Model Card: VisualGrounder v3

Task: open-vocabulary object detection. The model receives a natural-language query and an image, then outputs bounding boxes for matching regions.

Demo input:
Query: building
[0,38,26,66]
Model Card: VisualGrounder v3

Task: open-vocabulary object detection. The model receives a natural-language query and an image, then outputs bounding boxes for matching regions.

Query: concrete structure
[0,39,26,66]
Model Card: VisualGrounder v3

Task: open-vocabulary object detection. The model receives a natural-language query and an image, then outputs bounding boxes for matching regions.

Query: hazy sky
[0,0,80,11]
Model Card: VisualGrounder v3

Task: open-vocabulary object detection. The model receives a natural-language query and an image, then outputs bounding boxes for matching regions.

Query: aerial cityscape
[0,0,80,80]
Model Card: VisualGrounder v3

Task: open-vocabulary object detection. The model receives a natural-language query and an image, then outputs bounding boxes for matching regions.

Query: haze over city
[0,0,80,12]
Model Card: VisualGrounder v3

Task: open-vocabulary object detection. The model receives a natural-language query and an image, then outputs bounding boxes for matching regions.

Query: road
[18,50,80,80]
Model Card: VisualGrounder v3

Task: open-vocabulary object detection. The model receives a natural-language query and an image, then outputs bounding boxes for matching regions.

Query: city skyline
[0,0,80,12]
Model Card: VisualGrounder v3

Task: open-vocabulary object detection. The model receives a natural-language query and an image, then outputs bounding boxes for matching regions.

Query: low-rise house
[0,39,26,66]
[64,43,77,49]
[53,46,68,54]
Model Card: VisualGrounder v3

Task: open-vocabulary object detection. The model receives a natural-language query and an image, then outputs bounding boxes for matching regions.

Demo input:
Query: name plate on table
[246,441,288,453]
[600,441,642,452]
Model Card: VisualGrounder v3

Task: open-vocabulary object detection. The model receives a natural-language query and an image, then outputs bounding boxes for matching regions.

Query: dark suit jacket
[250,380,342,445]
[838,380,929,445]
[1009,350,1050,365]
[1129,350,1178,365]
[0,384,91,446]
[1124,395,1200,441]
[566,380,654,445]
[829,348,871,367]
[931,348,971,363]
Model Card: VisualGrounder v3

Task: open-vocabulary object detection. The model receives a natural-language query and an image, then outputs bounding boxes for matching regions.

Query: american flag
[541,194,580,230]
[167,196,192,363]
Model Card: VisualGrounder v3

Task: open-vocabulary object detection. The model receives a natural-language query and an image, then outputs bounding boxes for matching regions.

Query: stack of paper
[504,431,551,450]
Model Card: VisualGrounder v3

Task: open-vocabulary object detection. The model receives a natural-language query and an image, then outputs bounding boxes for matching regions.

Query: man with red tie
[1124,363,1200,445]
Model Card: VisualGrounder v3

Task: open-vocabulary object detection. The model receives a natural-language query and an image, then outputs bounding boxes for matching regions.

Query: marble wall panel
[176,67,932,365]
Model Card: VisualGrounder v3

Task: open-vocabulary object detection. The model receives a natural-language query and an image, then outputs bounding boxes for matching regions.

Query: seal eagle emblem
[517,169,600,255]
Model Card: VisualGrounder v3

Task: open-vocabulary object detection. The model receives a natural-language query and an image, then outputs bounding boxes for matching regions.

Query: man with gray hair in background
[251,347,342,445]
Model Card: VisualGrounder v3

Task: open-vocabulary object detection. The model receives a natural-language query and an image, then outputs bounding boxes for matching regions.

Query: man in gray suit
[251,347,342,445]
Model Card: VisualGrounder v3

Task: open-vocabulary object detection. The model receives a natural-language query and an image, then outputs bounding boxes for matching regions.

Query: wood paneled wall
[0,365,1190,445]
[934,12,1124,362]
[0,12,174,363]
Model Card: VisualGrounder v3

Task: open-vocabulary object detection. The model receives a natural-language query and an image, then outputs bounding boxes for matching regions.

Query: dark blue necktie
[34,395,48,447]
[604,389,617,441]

-- -- --

**TASK REQUIREMENTS:** Identify every line in the items above that contains the word "with", and copy each such line in full.

**CORRECT OUTPUT:**
Query: man with red tie
Query: man with gray hair in background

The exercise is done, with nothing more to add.